Exercise |
Convert the rows below into a JSON list of strings with one string per line. Leave out any blank lines.

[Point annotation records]
-*-
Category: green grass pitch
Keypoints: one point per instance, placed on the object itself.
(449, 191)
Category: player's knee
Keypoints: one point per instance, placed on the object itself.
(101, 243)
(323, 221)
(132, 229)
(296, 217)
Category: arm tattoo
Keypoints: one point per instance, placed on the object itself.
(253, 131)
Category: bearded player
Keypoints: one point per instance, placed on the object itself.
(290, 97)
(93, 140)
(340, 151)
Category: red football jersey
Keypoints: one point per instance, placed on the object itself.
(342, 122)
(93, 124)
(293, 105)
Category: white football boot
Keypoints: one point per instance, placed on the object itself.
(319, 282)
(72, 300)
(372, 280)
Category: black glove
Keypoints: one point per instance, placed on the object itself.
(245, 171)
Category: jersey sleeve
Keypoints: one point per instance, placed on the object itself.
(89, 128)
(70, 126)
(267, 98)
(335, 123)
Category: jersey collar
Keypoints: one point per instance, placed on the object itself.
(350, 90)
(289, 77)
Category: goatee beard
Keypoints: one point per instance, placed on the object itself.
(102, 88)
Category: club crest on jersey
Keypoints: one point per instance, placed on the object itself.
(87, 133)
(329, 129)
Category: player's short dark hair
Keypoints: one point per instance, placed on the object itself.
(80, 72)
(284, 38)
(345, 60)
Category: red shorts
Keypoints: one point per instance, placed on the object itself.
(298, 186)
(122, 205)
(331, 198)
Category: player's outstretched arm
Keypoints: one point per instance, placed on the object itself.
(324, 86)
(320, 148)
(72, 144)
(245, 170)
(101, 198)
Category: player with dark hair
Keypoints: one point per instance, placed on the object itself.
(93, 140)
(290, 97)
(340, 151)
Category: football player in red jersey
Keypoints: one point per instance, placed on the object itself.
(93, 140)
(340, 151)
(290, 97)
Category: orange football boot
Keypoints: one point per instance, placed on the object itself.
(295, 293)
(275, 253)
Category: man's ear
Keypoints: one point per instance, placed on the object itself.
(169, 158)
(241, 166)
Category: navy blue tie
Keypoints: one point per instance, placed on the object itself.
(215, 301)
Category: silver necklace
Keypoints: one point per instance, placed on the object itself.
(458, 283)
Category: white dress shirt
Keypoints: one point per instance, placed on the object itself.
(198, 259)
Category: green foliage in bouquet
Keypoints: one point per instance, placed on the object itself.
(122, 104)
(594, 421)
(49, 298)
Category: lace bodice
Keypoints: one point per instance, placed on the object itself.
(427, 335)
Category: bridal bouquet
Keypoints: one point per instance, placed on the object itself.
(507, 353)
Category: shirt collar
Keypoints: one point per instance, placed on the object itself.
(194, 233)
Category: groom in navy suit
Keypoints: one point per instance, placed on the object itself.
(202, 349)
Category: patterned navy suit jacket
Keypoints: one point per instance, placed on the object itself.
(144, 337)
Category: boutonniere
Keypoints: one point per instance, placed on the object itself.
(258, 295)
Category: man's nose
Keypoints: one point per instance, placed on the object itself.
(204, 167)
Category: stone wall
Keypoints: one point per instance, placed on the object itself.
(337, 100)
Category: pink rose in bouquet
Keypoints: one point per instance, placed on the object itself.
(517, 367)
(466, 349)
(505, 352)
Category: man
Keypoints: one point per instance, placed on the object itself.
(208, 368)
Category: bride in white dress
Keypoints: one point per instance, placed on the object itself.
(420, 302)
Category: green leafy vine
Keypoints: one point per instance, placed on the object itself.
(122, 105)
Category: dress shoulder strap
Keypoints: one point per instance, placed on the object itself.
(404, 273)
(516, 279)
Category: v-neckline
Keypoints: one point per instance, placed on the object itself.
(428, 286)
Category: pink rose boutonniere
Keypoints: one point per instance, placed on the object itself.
-*-
Response below |
[
  "Category: green grass pitch",
  "Keypoints: one point per instance, placed on the object itself.",
  "(449, 191)",
  "Category: player's knee",
  "Keypoints: one point per instance, placed on the object itself.",
  "(101, 243)",
  "(323, 221)",
  "(132, 229)",
  "(296, 217)",
  "Category: arm tattoo",
  "Keypoints: one point per instance, placed on the object itself.",
  "(253, 131)",
  "Category: bearded player",
  "Keypoints: one point per instance, placed on the object itself.",
  "(290, 97)",
  "(93, 140)",
  "(340, 151)",
  "Category: red football jersey",
  "Keypoints: one point per instance, placed on the object itself.",
  "(342, 122)",
  "(93, 124)",
  "(293, 105)",
  "Category: white football boot",
  "Keypoints: one point per instance, placed on the object itself.",
  "(319, 282)",
  "(72, 300)",
  "(372, 280)",
  "Category: black glove",
  "Keypoints: one point per instance, placed on the object itself.",
  "(245, 171)",
  "Category: jersey sleeve",
  "Keypoints: one point per instance, placed on the object itself.",
  "(89, 128)",
  "(70, 126)",
  "(267, 98)",
  "(335, 123)",
  "Category: jersey collar",
  "Keypoints: one point per instance, placed on the object itself.",
  "(350, 90)",
  "(289, 77)",
  "Category: goatee beard",
  "Keypoints: one point per instance, placed on the object itself.",
  "(102, 88)",
  "Category: club crest on jersey",
  "Keypoints: one point per instance, placed on the object itself.",
  "(87, 133)",
  "(329, 129)",
  "Category: player's short dark hair",
  "Keypoints: one point per instance, placed on the object itself.",
  "(80, 72)",
  "(284, 38)",
  "(345, 60)",
  "Category: red shorts",
  "Keypoints: one point per instance, placed on the object itself.",
  "(298, 186)",
  "(122, 205)",
  "(331, 198)",
  "Category: player's outstretched arm",
  "Keypoints: one point per instance, placed on the object itself.",
  "(324, 86)",
  "(320, 148)",
  "(72, 144)",
  "(245, 170)",
  "(101, 198)",
  "Category: player with dark hair",
  "Keypoints: one point per instance, placed on the object itself.",
  "(93, 140)",
  "(290, 97)",
  "(340, 151)",
  "Category: football player in red jersey",
  "Keypoints: one point per instance, placed on the object itself.",
  "(93, 140)",
  "(340, 151)",
  "(290, 97)",
  "Category: orange football boot",
  "Keypoints: one point per instance, placed on the object itself.",
  "(295, 293)",
  "(275, 253)",
  "Category: man's ear",
  "Keypoints: one point per instance, placed on the object itself.",
  "(169, 158)",
  "(241, 166)",
  "Category: navy blue tie",
  "Keypoints: one point per instance, placed on the object itself.",
  "(215, 301)",
  "Category: silver necklace",
  "Keypoints: one point per instance, placed on the object itself.",
  "(458, 283)",
  "Category: white dress shirt",
  "Keypoints: one point per instance, placed on the object itself.",
  "(198, 259)",
  "Category: green foliage in bouquet",
  "Keypoints: one point per instance, placed on the object itself.",
  "(122, 104)",
  "(594, 421)",
  "(49, 298)",
  "Category: lace bodice",
  "Keypoints: one point per instance, placed on the object itself.",
  "(427, 335)",
  "Category: bridal bouquet",
  "Keypoints: one point per instance, placed on the object itself.",
  "(507, 353)",
  "Category: shirt collar",
  "Keypoints: one point per instance, placed on the object itself.",
  "(194, 233)",
  "Category: groom in navy suit",
  "Keypoints: one point per instance, placed on the object itself.",
  "(202, 349)",
  "Category: patterned navy suit jacket",
  "Keypoints: one point per instance, placed on the object itself.",
  "(144, 337)",
  "Category: boutonniere",
  "Keypoints: one point per instance, placed on the object itself.",
  "(258, 295)",
  "Category: man's nose",
  "Keypoints: one point per instance, placed on the object itself.",
  "(204, 167)",
  "Category: stone wall",
  "Keypoints: one point per instance, placed on the object itself.",
  "(337, 100)",
  "Category: pink rose in bouquet",
  "Keypoints: one point per instance, placed on the object itself.",
  "(517, 367)",
  "(466, 349)",
  "(505, 352)",
  "Category: man",
  "Keypoints: one point per instance, placed on the object itself.",
  "(208, 368)",
  "Category: bride in white dress",
  "Keypoints: one point per instance, placed on the object itself.",
  "(420, 302)",
  "Category: green leafy vine",
  "Keypoints: one point per instance, placed on the object itself.",
  "(122, 105)",
  "Category: dress shoulder strap",
  "Keypoints: one point per instance, placed on the object itself.",
  "(404, 273)",
  "(516, 279)",
  "Category: v-neckline",
  "Keypoints: one point per instance, placed on the object itself.",
  "(428, 286)",
  "Category: pink rose boutonniere",
  "Keypoints: one point per instance, placed on the object itself."
]